[BEGIN DATA FOR PROCESSING]

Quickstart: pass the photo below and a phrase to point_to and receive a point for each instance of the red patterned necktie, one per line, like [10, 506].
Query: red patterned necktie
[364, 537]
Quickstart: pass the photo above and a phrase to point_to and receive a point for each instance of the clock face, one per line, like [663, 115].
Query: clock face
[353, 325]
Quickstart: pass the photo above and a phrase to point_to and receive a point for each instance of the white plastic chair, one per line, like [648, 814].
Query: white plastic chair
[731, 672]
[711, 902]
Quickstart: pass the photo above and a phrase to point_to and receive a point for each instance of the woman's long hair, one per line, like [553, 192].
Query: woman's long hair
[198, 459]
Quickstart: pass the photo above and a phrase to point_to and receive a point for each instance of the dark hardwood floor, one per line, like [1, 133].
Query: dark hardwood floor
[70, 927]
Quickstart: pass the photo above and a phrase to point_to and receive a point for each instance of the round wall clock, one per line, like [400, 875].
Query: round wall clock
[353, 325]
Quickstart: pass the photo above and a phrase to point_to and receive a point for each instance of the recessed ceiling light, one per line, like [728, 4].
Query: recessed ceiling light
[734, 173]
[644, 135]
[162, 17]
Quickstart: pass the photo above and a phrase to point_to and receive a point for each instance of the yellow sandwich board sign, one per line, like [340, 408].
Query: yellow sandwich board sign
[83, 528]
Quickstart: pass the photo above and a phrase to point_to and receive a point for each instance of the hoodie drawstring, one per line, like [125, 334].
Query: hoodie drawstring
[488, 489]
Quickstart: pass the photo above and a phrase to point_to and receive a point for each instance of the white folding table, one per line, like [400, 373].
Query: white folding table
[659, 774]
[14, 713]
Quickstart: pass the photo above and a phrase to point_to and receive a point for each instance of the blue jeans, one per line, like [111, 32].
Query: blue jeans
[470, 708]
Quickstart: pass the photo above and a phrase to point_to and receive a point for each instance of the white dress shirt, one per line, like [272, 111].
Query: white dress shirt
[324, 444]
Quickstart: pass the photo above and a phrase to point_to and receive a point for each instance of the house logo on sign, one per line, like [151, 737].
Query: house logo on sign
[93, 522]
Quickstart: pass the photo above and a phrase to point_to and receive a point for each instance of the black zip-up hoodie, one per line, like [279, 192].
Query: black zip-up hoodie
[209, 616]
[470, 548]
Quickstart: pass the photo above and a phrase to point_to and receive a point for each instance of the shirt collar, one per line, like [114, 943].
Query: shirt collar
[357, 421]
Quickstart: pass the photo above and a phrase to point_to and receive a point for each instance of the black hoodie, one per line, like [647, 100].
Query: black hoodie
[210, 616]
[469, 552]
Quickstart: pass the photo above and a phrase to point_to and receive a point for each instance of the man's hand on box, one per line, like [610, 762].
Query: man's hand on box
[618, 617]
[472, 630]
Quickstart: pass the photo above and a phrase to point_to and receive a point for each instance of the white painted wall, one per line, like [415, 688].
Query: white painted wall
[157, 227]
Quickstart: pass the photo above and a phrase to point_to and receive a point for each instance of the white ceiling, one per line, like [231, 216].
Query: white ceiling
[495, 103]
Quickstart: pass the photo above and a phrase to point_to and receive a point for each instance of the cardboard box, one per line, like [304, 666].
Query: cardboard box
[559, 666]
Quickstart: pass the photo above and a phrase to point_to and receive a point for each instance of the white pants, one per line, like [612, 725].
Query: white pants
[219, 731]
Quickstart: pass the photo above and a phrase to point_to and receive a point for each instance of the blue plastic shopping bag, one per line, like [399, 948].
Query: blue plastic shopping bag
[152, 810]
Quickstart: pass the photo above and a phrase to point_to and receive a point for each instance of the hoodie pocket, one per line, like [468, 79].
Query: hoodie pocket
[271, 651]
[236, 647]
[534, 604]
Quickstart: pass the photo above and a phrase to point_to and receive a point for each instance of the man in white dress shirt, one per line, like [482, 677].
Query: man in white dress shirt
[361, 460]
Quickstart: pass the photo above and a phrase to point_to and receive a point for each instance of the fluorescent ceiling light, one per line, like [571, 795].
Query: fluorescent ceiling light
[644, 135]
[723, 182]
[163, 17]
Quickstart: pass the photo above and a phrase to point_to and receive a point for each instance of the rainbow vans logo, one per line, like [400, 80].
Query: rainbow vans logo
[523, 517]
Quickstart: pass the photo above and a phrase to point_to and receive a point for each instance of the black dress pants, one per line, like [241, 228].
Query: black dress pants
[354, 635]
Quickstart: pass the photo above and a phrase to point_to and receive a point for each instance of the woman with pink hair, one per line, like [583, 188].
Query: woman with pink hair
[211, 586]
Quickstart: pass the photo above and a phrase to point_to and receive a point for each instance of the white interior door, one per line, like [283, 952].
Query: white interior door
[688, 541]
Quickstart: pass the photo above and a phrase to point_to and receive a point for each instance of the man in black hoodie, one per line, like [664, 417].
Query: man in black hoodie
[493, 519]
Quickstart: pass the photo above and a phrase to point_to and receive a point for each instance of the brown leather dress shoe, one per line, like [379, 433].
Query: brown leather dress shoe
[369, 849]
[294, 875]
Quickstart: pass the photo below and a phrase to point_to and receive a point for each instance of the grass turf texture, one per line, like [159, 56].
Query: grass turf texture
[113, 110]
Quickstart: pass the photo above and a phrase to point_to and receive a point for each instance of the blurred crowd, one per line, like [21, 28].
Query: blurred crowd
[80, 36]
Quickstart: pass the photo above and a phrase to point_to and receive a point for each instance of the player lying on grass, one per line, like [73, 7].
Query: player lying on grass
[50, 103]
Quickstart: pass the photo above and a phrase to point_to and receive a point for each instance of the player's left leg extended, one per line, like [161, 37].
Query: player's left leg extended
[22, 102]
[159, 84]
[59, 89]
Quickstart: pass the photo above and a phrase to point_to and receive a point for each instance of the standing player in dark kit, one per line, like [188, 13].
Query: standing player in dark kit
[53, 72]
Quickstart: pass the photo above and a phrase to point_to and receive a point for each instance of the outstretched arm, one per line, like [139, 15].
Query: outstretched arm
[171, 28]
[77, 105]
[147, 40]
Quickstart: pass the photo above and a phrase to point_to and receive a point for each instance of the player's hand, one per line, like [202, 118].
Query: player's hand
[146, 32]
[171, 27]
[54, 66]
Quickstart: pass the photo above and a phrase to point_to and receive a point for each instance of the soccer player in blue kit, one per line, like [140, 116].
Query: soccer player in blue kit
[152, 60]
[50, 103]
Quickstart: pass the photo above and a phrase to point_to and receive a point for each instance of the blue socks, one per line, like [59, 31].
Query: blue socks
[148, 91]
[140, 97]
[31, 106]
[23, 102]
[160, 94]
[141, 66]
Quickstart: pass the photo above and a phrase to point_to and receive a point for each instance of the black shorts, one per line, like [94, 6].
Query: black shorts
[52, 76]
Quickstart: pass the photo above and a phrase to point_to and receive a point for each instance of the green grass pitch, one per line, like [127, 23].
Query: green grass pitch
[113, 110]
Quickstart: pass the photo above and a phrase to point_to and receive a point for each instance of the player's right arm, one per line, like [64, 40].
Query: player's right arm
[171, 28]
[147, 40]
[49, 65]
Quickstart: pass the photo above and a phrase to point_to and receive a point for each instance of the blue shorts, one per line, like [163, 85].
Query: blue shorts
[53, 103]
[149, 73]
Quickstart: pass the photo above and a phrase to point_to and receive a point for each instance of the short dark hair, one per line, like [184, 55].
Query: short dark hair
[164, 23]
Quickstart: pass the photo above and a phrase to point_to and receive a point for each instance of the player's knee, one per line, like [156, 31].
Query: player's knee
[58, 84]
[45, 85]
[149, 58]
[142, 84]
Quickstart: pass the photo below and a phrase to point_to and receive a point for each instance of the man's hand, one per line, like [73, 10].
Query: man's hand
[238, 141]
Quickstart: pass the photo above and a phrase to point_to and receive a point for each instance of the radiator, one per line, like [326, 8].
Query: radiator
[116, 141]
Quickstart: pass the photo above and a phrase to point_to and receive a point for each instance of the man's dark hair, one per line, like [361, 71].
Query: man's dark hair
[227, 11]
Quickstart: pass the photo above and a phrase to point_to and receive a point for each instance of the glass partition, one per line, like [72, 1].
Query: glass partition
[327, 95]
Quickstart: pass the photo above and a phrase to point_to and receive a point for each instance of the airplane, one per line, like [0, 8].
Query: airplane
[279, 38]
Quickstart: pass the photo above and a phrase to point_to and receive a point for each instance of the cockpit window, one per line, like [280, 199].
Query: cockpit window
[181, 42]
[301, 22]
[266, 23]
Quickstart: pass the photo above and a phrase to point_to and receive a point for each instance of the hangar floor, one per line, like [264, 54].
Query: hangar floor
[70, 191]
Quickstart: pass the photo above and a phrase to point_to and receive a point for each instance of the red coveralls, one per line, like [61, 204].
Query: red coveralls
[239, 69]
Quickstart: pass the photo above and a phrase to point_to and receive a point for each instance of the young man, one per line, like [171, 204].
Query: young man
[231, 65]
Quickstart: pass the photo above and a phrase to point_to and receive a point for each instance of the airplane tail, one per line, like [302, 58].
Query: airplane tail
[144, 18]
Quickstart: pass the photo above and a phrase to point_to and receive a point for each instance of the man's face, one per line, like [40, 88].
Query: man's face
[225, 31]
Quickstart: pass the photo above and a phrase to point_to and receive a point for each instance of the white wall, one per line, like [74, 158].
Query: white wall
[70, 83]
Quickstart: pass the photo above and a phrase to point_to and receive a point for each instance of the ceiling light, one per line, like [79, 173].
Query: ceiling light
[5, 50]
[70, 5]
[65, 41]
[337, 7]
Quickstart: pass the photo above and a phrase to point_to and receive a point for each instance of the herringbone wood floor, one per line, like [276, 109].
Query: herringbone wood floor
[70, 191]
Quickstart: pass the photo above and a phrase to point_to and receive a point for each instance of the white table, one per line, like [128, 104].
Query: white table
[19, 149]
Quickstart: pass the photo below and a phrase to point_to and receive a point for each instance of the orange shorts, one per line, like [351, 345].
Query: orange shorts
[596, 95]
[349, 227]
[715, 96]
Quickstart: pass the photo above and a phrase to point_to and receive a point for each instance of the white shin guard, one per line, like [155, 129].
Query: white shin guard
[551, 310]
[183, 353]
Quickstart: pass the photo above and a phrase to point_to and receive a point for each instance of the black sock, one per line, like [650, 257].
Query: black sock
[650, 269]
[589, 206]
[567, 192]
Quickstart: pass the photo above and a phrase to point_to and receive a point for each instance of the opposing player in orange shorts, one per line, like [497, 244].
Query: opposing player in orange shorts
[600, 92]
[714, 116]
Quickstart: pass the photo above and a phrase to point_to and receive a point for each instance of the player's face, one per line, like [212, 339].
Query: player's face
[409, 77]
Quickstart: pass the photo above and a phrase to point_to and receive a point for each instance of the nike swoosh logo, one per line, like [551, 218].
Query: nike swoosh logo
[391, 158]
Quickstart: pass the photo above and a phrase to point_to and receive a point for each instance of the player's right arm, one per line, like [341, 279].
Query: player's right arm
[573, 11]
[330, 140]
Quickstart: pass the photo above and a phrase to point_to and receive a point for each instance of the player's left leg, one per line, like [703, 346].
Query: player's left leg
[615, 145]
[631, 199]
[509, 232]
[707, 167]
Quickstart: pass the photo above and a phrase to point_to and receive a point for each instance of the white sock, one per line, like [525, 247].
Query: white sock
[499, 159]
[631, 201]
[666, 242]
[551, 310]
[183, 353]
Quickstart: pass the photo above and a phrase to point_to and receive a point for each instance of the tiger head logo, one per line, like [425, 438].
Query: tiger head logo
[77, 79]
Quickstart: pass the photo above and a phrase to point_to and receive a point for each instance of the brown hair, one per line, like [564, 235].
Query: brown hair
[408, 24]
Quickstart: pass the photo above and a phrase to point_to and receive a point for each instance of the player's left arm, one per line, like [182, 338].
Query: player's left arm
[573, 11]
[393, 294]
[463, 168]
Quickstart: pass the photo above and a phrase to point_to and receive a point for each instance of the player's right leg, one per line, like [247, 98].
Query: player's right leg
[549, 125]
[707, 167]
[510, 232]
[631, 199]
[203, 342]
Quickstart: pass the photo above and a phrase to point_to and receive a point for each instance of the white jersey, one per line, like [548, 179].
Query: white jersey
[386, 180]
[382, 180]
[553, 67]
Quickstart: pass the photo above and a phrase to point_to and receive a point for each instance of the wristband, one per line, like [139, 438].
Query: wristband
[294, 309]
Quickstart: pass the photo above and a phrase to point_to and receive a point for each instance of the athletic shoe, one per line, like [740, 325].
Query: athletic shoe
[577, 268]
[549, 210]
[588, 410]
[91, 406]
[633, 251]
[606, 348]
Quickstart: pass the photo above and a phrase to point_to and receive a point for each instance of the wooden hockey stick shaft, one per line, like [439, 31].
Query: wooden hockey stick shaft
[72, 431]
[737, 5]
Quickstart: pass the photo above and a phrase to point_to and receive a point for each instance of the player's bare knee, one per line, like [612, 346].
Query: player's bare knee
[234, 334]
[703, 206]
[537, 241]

[END DATA FOR PROCESSING]

▶ _EXERCISE PROMPT_:
Format the stretch of the listing from the line containing "like [564, 235]." through the end of the listing as a two-column CSV with the headers text and points. Put each text and its answer on one row, each in a quoted field with line breaks turned into spaces.

▶ _CORRECT RESULT_:
text,points
"Quickstart: pass the photo above and a phrase to point_to and receive a point for each instance of the brown hair, one per line, like [564, 235]. Query: brown hair","[408, 24]"
"Quickstart: pass the photo above and a phrase to point_to and receive a point for each instance of the player's left arm, one per line, like [182, 338]. Query: player's left arm","[573, 11] [393, 294] [463, 168]"
"Quickstart: pass the photo above and a phrase to point_to and receive a point for each instance of the player's right leg, one per line, like [247, 98]. Query: player's right leg","[549, 125] [707, 167] [510, 232] [631, 199] [203, 342]"
"Quickstart: pass the photo above and a phrase to point_to and receive a point for each instance of the white jersey, one per line, like [548, 179]. Query: white jersey","[386, 180] [382, 180] [553, 67]"
"Quickstart: pass the photo above and a phrase to point_to and receive a point for each instance of the wristband, one per line, like [139, 438]. Query: wristband","[294, 309]"
"Quickstart: pass the photo above and a phrase to point_to and receive a point for each instance of the athletic shoe, one per line, like [740, 325]. Query: athletic shoe","[577, 268] [549, 210] [588, 410] [91, 406] [633, 251] [606, 348]"
"Quickstart: pass the photo above and a phrase to point_to and receive a point for each instance of the wooden hockey stick shaft, one per line, like [439, 31]. Query: wooden hockey stick shaft","[72, 431] [737, 5]"
"Quickstart: pass the photo above and a phrase to point_to and receive a point for each instance of the player's bare knee, one per line, like [612, 346]. Query: player's bare knee","[234, 334] [703, 206] [537, 241]"